» EXTRACTED DATA:
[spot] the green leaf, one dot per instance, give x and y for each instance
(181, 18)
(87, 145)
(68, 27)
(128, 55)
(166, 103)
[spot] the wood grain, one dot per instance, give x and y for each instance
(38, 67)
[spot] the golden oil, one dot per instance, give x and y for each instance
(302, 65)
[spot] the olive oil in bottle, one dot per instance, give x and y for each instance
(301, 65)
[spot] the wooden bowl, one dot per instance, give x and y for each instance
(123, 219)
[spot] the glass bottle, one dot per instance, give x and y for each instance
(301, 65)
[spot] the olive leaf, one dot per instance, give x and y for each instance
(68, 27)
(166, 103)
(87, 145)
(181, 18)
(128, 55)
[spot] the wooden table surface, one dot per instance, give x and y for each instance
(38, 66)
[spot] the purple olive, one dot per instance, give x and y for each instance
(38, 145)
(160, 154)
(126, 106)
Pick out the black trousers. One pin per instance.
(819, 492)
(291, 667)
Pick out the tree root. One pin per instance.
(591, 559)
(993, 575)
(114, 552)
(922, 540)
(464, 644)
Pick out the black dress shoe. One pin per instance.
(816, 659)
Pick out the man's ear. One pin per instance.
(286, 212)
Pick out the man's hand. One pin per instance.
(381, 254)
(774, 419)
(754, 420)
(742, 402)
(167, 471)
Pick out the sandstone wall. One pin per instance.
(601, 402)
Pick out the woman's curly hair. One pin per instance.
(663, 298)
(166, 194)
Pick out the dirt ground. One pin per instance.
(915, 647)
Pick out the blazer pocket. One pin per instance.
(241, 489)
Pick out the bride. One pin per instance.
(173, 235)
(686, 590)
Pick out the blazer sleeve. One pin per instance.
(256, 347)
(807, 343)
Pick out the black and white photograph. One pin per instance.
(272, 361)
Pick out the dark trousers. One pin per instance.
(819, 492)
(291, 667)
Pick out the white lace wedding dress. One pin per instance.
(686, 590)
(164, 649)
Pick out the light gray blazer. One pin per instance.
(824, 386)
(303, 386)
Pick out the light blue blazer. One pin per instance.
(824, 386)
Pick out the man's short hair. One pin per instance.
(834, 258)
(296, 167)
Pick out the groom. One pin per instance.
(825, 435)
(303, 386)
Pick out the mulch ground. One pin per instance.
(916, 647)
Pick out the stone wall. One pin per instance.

» GIVEN TASK: Can you rewrite every line from the one containing "Pick out the black and" through the end of the records, request lines included, adding 134 to each x and y coordinate?

» WRITTEN SOLUTION:
Pick out the black and white photograph. One pin per instance.
(406, 495)
Pick out the dark trousers. One pin per instance.
(953, 626)
(425, 801)
Pick out the white lace wedding dress. One pin per instance.
(820, 724)
(298, 783)
Pick out the light gray blazer. One pin per instance.
(958, 520)
(437, 520)
Pick out the light blue blazer. One pin per instance.
(958, 520)
Pick out the man's short hair. One pin per instance.
(968, 392)
(430, 301)
Pick out the groom. One pin per instance.
(959, 569)
(437, 520)
Pick out the mulch ground. One pin per instance.
(1050, 781)
Pick out the stone wall. One pin per instance.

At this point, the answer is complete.